Page extract:
_ _ _ _ _ _ _
On Tue, Jun 19, 2012 at 2:37 PM, ceki <ceki@qos.ch> wrote:
Hi Tony,
Great to see logback-decoder making progress. I see that given a pattern your are able to produce a regex. I am also glad to see that you are much more savvy at writing regular expressions than I am.
I piggy-backed the PatternLayoutBase class to reuse its converter logic for converting the layout patterns into regular expressions. I don't think this is a very clean way of doing it, but I went with it for now. Originally, I was thinking we pass the input stream (read from a file) to the converters, allowing them to parse something from the stream and advance the stream position, but I wasn't sure how to get the parsed items back to the caller or how well the regex matching would work if only one regex pattern were given at a time. Have you thought about how to capture fields so as to fill in
LoggingEvent/AccessEvent fields? At this stage of the code, there is no grouping in these regular expressions so it is not clear how they could be used to capture field data. Anyway, do you already have an idea how to go further or should we come up with something together?
_ _ _ _ _ _ _
Stored data:
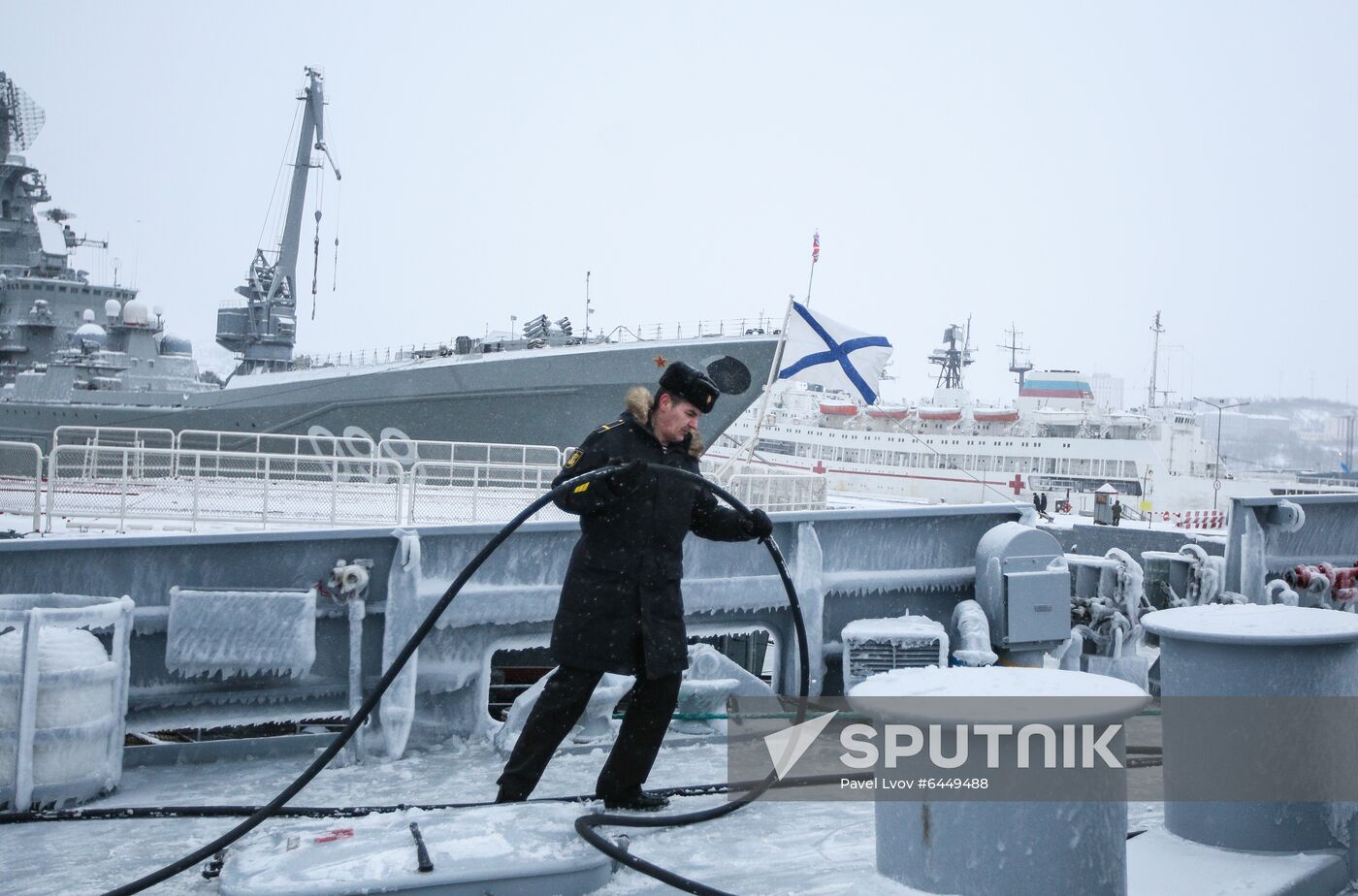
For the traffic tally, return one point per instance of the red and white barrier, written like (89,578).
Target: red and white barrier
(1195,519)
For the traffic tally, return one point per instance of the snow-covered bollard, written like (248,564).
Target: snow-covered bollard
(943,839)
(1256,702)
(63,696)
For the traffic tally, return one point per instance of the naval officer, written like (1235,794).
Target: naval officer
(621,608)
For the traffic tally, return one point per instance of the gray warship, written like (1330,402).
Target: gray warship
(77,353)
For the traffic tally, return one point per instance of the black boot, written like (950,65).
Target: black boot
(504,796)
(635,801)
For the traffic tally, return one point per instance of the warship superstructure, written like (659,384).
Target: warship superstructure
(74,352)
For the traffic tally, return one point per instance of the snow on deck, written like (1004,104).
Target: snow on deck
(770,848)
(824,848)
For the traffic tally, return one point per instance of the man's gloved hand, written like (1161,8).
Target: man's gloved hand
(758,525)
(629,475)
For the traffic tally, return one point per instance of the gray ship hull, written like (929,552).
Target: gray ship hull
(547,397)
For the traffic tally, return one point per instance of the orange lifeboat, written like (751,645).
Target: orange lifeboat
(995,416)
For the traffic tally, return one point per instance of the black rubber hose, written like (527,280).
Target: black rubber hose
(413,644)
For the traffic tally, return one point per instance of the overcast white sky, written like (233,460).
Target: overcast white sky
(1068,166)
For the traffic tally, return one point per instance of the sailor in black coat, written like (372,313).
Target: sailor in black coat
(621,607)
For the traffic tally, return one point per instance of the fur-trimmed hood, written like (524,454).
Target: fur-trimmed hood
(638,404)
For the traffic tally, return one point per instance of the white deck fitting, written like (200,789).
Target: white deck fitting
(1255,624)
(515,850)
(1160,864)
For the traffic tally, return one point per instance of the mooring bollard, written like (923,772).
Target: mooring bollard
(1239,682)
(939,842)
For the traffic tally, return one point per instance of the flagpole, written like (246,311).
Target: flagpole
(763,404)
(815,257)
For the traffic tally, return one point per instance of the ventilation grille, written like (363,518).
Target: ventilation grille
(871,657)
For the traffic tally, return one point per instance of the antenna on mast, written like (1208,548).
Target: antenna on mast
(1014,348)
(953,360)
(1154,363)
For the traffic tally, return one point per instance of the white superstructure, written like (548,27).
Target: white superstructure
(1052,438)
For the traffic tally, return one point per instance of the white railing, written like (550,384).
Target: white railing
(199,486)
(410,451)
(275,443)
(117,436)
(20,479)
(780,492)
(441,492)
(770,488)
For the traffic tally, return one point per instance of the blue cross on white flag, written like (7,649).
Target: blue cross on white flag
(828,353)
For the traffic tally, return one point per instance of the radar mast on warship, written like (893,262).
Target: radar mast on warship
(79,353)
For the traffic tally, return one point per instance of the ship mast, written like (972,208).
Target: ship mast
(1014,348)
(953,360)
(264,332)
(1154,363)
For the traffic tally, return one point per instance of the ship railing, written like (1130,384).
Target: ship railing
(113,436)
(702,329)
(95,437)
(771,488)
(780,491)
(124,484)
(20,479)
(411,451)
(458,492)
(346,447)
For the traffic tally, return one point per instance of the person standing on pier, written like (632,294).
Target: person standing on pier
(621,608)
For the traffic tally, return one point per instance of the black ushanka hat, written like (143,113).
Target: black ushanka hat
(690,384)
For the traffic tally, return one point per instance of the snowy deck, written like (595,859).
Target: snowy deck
_ _ _ _ _ _ _
What this exercise asks:
(a) In the email thread about logback-decoder, which class was piggy-backed to reuse its converter logic?
(b) List every line of the records that contains the string "rubber", matching case exactly.
The records are unrelated to the email thread.

Answers for the tasks:
(a) The PatternLayoutBase class.

(b)
For the traffic tally, return one point per instance of the black rubber hose, written like (527,280).
Target: black rubber hose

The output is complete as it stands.